- [Exercise] The records that follow must be reproduced in full, exactly as written.

- [Material for the task]

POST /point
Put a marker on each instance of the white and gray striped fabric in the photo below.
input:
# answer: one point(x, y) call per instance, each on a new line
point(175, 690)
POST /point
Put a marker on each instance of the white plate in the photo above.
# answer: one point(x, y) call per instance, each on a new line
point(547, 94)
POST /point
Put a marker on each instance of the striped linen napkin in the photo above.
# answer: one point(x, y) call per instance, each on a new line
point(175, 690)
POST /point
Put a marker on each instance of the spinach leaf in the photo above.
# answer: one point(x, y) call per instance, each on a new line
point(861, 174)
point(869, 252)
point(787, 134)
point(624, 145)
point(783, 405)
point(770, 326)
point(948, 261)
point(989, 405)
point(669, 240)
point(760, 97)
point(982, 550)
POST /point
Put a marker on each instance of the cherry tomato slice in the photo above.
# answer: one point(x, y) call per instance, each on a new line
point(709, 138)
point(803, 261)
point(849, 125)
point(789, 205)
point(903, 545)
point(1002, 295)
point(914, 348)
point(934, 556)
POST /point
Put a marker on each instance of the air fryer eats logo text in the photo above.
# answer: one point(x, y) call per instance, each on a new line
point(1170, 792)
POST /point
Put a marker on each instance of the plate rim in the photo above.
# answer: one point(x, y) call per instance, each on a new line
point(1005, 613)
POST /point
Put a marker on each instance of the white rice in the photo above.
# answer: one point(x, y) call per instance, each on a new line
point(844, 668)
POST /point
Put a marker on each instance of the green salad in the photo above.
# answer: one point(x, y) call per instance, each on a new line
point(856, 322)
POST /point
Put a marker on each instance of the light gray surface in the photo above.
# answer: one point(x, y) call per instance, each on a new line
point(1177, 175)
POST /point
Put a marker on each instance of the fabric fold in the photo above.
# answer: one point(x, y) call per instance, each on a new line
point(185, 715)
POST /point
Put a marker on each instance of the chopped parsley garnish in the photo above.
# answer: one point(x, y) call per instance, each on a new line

- [Output]
POST /point
Put a marker on each instance of the white and gray striped fabric in the photo below.
input:
# answer: one point(x, y) call per instance, each on a new line
point(175, 690)
POST /point
Put a marker on each instance of the white plate in the photo above.
# answer: one point(x, y) call per instance, each on a new line
point(547, 94)
POST /point
Put a marker on each instance of the striped linen napkin in the photo above.
# answer: one point(x, y) call per instance, each on a new line
point(175, 690)
POST /point
Put a marker on each instance of the spinach leaf in the photo above.
# answer: one point(x, y) call per instance, each on a new line
point(861, 174)
point(869, 252)
point(787, 134)
point(624, 145)
point(783, 405)
point(770, 326)
point(948, 261)
point(989, 405)
point(669, 240)
point(760, 97)
point(982, 550)
POST /point
Put a marker on each instance of the cherry tomato slice in the photo above.
# answer: one point(x, y) call per instance, each on a new line
point(709, 138)
point(803, 261)
point(849, 125)
point(789, 205)
point(903, 545)
point(1002, 295)
point(914, 348)
point(934, 556)
POST /point
Put a marker on each instance of the air fryer eats logo text in the photo above.
# answer: one point(x, y) call per instance, each on a new line
point(1170, 792)
POST /point
Put a marker on each instance of the plate rim in the photo above.
# answer: one point(x, y) call per instance, each on a new line
point(1005, 613)
POST /point
Put a marker on each instance of the white rice in the photo above.
# answer: one point(x, y) call per instance, each on a new line
point(844, 668)
POST /point
Put a marker on each instance of the green salad in the photo above.
# answer: one point(x, y) call per instance, each on a new line
point(856, 322)
POST /point
Put a marker on each instance of the light gray surface in the photo above.
# answer: one point(x, y) call per instance, each on a new line
point(1177, 175)
POST /point
Put a marker on each instance of the fabric fold in the photo above.
# answer: one point(x, y) call per instance, each on a new line
point(185, 715)
POST /point
Put a marker on each instance of the chopped parsley garnish in the photo above.
# answer: one point(x, y) call per instance, each on a new line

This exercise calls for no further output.